▸ Collected data
- - - - - - -

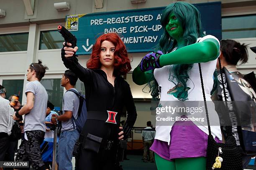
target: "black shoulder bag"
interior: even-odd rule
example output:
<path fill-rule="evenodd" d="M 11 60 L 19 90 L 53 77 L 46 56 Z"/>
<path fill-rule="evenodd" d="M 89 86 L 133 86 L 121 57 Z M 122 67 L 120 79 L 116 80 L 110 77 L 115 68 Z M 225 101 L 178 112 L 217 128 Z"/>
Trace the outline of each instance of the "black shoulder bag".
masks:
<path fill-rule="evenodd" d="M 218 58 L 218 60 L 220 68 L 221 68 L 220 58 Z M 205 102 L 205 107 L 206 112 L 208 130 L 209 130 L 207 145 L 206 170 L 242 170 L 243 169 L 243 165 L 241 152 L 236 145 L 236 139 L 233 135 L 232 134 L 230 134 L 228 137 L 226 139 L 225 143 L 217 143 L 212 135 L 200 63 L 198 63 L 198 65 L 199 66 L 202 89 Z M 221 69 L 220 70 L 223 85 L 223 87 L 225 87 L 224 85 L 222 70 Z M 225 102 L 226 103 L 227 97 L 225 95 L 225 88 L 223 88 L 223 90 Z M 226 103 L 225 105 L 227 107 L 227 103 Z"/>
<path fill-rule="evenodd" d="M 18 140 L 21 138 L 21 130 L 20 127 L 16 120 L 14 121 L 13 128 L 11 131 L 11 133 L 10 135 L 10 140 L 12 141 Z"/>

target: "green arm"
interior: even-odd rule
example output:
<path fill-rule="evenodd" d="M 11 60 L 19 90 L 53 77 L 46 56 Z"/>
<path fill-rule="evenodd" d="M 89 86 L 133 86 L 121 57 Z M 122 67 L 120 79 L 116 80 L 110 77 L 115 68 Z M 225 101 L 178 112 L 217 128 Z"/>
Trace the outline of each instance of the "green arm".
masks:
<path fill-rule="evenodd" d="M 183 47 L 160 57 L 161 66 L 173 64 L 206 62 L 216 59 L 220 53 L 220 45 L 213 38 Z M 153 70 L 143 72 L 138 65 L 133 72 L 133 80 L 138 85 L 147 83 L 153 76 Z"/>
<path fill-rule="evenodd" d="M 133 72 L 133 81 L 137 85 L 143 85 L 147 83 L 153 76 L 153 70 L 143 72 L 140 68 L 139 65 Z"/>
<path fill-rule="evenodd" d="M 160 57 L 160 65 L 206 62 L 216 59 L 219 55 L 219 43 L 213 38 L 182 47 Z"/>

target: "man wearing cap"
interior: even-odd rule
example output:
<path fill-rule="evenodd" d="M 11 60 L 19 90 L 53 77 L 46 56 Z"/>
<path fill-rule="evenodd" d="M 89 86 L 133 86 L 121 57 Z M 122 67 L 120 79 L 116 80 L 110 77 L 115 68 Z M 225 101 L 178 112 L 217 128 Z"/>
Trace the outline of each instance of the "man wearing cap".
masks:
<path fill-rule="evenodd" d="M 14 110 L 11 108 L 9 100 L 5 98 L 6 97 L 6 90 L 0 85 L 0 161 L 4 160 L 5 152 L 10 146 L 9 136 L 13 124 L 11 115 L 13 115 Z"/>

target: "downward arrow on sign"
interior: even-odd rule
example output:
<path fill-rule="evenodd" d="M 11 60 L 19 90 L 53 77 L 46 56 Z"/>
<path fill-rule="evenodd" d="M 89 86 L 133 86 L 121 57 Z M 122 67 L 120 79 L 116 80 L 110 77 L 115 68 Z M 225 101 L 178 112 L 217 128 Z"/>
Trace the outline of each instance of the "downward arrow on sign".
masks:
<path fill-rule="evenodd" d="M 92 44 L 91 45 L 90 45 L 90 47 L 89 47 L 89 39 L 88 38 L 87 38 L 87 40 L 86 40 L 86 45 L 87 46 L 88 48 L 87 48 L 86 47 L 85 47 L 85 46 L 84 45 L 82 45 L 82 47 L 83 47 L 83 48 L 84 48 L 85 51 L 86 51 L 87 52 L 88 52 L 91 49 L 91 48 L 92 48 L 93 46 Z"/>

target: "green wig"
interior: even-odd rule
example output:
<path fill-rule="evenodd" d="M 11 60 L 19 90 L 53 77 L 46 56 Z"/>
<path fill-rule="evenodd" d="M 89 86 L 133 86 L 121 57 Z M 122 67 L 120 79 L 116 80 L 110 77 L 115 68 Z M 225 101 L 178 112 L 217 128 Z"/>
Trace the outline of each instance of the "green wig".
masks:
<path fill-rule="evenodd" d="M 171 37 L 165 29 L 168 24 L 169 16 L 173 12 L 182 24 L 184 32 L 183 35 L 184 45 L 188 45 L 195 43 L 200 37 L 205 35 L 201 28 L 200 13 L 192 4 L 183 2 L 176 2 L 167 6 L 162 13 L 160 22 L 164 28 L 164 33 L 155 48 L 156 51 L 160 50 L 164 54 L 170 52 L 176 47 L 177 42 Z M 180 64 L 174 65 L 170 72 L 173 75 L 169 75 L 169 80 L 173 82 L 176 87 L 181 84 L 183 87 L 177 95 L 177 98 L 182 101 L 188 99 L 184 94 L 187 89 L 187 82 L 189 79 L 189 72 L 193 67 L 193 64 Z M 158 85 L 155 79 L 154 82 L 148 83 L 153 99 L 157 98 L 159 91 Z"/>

- - - - - - -

▸ Exercise details
Copy the records from the start through the line containing "14 110 L 11", requests included, and add 34 to every coordinate in the answer outlines. Leave the pictures out.

▸ Written answer
target: "black shoulder bag"
interior: even-odd rule
example output:
<path fill-rule="evenodd" d="M 11 60 L 19 90 L 53 77 L 46 56 Z"/>
<path fill-rule="evenodd" d="M 89 86 L 133 86 L 121 57 Z M 122 67 L 120 79 L 116 80 L 110 77 L 115 68 Z M 225 101 L 178 112 L 217 128 Z"/>
Trace the outline of each instance of the "black shoulder bag".
masks:
<path fill-rule="evenodd" d="M 252 92 L 252 94 L 254 102 L 255 102 L 254 92 Z M 239 136 L 239 141 L 240 146 L 242 164 L 243 164 L 241 179 L 240 204 L 276 204 L 277 203 L 277 199 L 275 186 L 270 179 L 270 173 L 267 169 L 266 168 L 264 168 L 262 171 L 260 173 L 259 177 L 251 177 L 246 169 L 234 97 L 232 97 L 232 99 L 233 100 L 236 123 Z M 255 103 L 254 104 L 257 119 L 257 121 L 259 121 L 258 119 L 256 104 Z M 259 136 L 260 137 L 261 131 L 259 129 L 259 122 L 257 122 L 257 124 Z M 260 137 L 259 139 L 261 141 L 261 137 Z"/>
<path fill-rule="evenodd" d="M 52 174 L 55 172 L 55 164 L 54 161 L 50 154 L 48 155 L 47 162 L 45 165 L 45 167 L 44 169 L 44 174 L 46 175 Z"/>

target: "green arm"
interior: even-odd rule
example output:
<path fill-rule="evenodd" d="M 11 60 L 19 90 L 53 77 L 46 56 Z"/>
<path fill-rule="evenodd" d="M 89 86 L 133 86 L 121 57 Z M 122 67 L 120 79 L 116 80 L 110 77 L 115 68 Z M 225 101 L 178 112 L 217 128 Z"/>
Trace the outline of each instance of the "green arm".
masks:
<path fill-rule="evenodd" d="M 217 81 L 194 91 L 195 100 L 207 98 L 240 96 L 250 93 L 254 87 L 254 79 L 247 72 Z M 187 104 L 177 106 L 172 99 L 167 106 L 167 114 L 172 119 L 181 117 L 187 110 Z"/>
<path fill-rule="evenodd" d="M 167 106 L 167 115 L 171 119 L 177 119 L 181 117 L 187 110 L 187 104 L 177 106 L 174 102 L 173 99 Z"/>
<path fill-rule="evenodd" d="M 194 91 L 194 99 L 240 96 L 250 93 L 253 89 L 253 77 L 247 72 L 216 81 Z"/>

target: "man wearing cap"
interior: even-odd rule
example output:
<path fill-rule="evenodd" d="M 11 60 L 19 90 L 53 77 L 46 56 Z"/>
<path fill-rule="evenodd" d="M 89 86 L 133 86 L 121 57 Z M 122 67 L 120 79 L 116 80 L 110 77 L 115 68 Z M 225 101 L 178 112 L 217 128 Z"/>
Trace the outline of each instance of the "man wearing cap".
masks:
<path fill-rule="evenodd" d="M 48 144 L 45 142 L 43 134 L 39 132 L 40 131 L 40 124 L 34 119 L 34 195 L 38 194 L 39 186 L 44 180 L 43 170 L 47 158 L 45 149 L 47 149 Z"/>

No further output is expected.